▸ **What is expected**: Copy all of the data below line for line, and leave the pictures out of your copy.
....
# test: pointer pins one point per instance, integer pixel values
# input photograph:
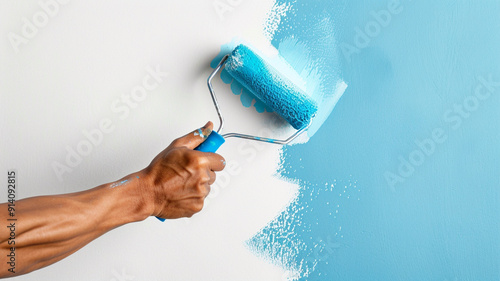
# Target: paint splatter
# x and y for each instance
(274, 16)
(308, 233)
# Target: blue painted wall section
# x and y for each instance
(414, 143)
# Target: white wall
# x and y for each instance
(64, 80)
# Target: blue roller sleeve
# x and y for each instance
(211, 144)
(272, 88)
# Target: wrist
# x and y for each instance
(131, 198)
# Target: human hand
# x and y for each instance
(179, 178)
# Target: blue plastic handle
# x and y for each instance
(211, 144)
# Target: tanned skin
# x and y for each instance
(50, 228)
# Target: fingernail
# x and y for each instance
(203, 132)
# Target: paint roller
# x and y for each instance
(269, 86)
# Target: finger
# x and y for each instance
(215, 161)
(212, 177)
(195, 138)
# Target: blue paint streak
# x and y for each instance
(443, 221)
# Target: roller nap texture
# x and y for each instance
(270, 87)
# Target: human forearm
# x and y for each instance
(50, 228)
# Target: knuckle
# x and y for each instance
(197, 207)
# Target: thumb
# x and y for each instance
(195, 138)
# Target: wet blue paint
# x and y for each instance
(271, 87)
(442, 221)
(247, 98)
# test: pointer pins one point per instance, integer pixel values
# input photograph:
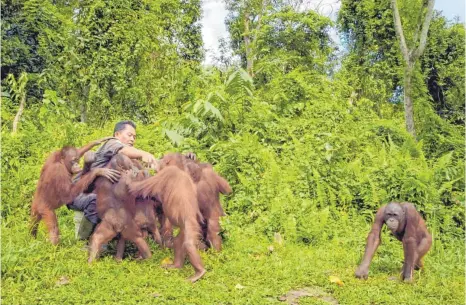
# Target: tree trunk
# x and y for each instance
(19, 113)
(83, 113)
(411, 55)
(408, 102)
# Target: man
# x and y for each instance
(124, 133)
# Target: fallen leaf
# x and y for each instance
(336, 280)
(63, 280)
(278, 238)
(166, 261)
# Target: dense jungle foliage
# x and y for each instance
(309, 132)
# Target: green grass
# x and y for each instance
(245, 272)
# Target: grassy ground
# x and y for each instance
(247, 271)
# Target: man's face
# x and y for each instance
(127, 136)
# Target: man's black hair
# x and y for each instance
(122, 125)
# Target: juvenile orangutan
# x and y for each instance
(176, 192)
(56, 188)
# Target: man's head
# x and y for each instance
(125, 131)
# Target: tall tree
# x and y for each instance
(412, 53)
(244, 22)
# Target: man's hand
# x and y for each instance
(97, 142)
(149, 159)
(191, 155)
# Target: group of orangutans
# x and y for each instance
(130, 203)
(184, 193)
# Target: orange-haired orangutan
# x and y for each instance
(56, 188)
(408, 227)
(116, 209)
(175, 190)
(209, 185)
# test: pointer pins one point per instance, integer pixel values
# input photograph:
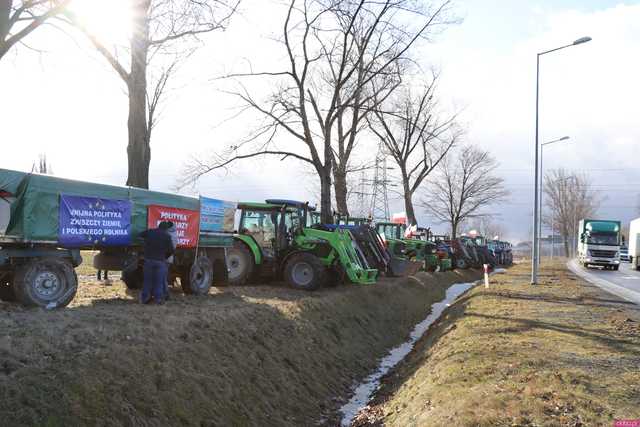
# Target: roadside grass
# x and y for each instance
(561, 353)
(245, 355)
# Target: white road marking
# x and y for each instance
(598, 280)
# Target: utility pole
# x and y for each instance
(380, 194)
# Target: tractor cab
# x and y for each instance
(391, 230)
(350, 220)
(412, 248)
(274, 240)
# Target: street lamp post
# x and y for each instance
(564, 138)
(534, 258)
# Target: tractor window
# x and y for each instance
(390, 231)
(259, 225)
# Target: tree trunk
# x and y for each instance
(326, 214)
(408, 204)
(138, 149)
(340, 187)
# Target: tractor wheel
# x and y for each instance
(335, 277)
(45, 282)
(305, 271)
(240, 264)
(197, 278)
(7, 292)
(133, 274)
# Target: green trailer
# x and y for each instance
(42, 234)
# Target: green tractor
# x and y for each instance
(399, 246)
(274, 241)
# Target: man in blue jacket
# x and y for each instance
(157, 248)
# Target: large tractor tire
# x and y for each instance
(45, 282)
(197, 278)
(240, 264)
(305, 271)
(133, 274)
(461, 263)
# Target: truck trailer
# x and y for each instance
(634, 243)
(599, 243)
(46, 221)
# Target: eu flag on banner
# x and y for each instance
(216, 215)
(91, 221)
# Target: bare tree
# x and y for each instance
(464, 186)
(334, 49)
(487, 226)
(18, 19)
(416, 135)
(163, 32)
(42, 165)
(570, 198)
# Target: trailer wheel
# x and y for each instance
(196, 279)
(305, 271)
(240, 264)
(46, 282)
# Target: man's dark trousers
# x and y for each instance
(155, 278)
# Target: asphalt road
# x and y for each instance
(624, 283)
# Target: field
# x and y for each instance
(254, 355)
(563, 353)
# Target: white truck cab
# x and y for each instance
(599, 243)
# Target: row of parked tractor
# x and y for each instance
(46, 221)
(285, 238)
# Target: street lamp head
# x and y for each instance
(582, 40)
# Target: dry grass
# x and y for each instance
(240, 356)
(561, 354)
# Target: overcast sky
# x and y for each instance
(66, 102)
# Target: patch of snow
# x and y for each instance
(363, 393)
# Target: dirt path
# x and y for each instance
(562, 353)
(258, 355)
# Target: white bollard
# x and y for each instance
(486, 276)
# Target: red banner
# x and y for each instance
(187, 223)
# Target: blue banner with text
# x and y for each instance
(90, 221)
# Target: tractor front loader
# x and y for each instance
(273, 241)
....
▸ **The result**:
# test: pointer pins one point per instance, integer pixel values
# input photograph:
# Target: paint splatter
# x and y for each instance
(274, 16)
(308, 233)
# Target: blue painted wall section
# x and y for each instance
(414, 143)
# Target: white wall
# x and y for each instance
(64, 80)
# Target: blue roller sleeve
# x and y for each instance
(211, 144)
(272, 88)
# Target: wrist
# x and y for each instance
(131, 198)
# Target: human hand
# x and y for each instance
(179, 178)
# Target: blue plastic handle
# x and y for each instance
(211, 144)
# Target: tanned skin
# x and y for each instance
(50, 228)
# Target: fingernail
# x and y for each instance
(203, 132)
# Target: paint roller
# x and y for each instance
(269, 86)
# Target: finger
# x and y for each instance
(215, 161)
(212, 177)
(195, 138)
# Target: blue paint streak
# x and y for each instance
(443, 221)
# Target: roller nap texture
# x and y for each instance
(270, 87)
# Target: human forearm
# x and y for each instance
(50, 228)
# Target: knuckle
# x and y for each instance
(197, 207)
# Target: thumb
# x and y for each instance
(195, 138)
# Target: wet blue paint
# x and y for each instance
(271, 87)
(442, 221)
(247, 98)
# test: pointer pins one point per instance, integer pixel values
# input photograph:
# Target: tree trunk
# x and y for each instance
(19, 113)
(83, 113)
(411, 55)
(408, 102)
# Target: man
# x and y for each instance
(124, 133)
# Target: fallen leaf
# x and y for each instance
(336, 280)
(63, 280)
(278, 238)
(166, 261)
# Target: dense jungle foliage
# x and y for each instance
(309, 132)
# Target: green grass
# x and y for each instance
(245, 272)
# Target: grassy ground
# x and y for each instance
(247, 271)
# Target: man's face
# x and y for each instance
(127, 136)
# Target: man's black hair
# x and y for each instance
(122, 125)
# Target: juvenile orangutan
# x and y for each instance
(176, 192)
(56, 188)
# Target: man's head
# x and y for each instance
(125, 131)
# Target: tall tree
# x and y for each instance
(412, 53)
(244, 22)
# Target: man's hand
# x and y for each instance
(97, 142)
(149, 159)
(191, 155)
# Target: group of orangutans
# x and y for each instance
(130, 203)
(184, 193)
# Target: orange-haired orangutan
# x and y for each instance
(56, 188)
(408, 227)
(116, 209)
(175, 190)
(209, 185)
# test: pointer pins one point per instance, integer pixel values
# input photograph:
# Target: roadside grass
# x and y for each instance
(561, 353)
(245, 355)
# Target: white road marking
# x and y for each instance
(598, 280)
# Target: utility pole
# x and y for each instance
(380, 194)
# Target: tractor cab
# x and y for each instance
(391, 230)
(350, 220)
(412, 248)
(274, 240)
# Target: street lamp post
# x and y for each instance
(564, 138)
(534, 258)
# Target: tractor window
# x and y for each instance
(390, 231)
(259, 225)
# Target: tree trunk
# x and y for each instance
(326, 214)
(408, 204)
(138, 149)
(340, 187)
# Target: tractor wheel
# x and y for each instance
(335, 277)
(45, 282)
(305, 271)
(240, 264)
(197, 278)
(7, 292)
(133, 274)
# Target: green trailer
# x and y for each instance
(42, 234)
# Target: green tractor
# x and y for each instance
(399, 246)
(274, 241)
# Target: man in blue jacket
# x and y for each instance
(157, 248)
# Target: large tractor tire
# x and y for each instance
(45, 282)
(197, 278)
(240, 264)
(305, 271)
(133, 274)
(461, 263)
# Target: truck trailer
# x and y for each instance
(634, 243)
(599, 243)
(46, 221)
# Target: eu flag on banner
# x and y for each instance
(216, 215)
(91, 221)
# Target: bare tree
# x and y for each instance
(464, 186)
(334, 49)
(487, 226)
(18, 19)
(416, 135)
(163, 32)
(42, 165)
(570, 198)
# Target: trailer wheel
# x and y for each instance
(196, 279)
(305, 271)
(240, 264)
(46, 282)
# Target: man's dark trousers
# x and y for each instance
(155, 278)
# Target: asphalt road
# x and y for each instance
(624, 283)
# Target: field
# x and y for each instance
(254, 355)
(563, 353)
# Target: white truck cab
# x and y for each instance
(599, 243)
# Target: row of parked tractor
# x and y for each instance
(46, 221)
(285, 238)
# Target: street lamp head
# x and y for each instance
(582, 40)
# Target: dry grass
# x and y for each instance
(240, 356)
(561, 354)
# Target: overcast sky
# x and y for each instance
(66, 102)
# Target: patch of snow
# x and y for each instance
(363, 393)
# Target: dirt path
# x and y for each instance
(562, 353)
(258, 355)
# Target: white bollard
# x and y for each instance
(486, 276)
# Target: red banner
# x and y for each instance
(187, 223)
# Target: blue banner with text
# x and y for each instance
(90, 221)
# Target: tractor front loader
# x and y for each instance
(273, 241)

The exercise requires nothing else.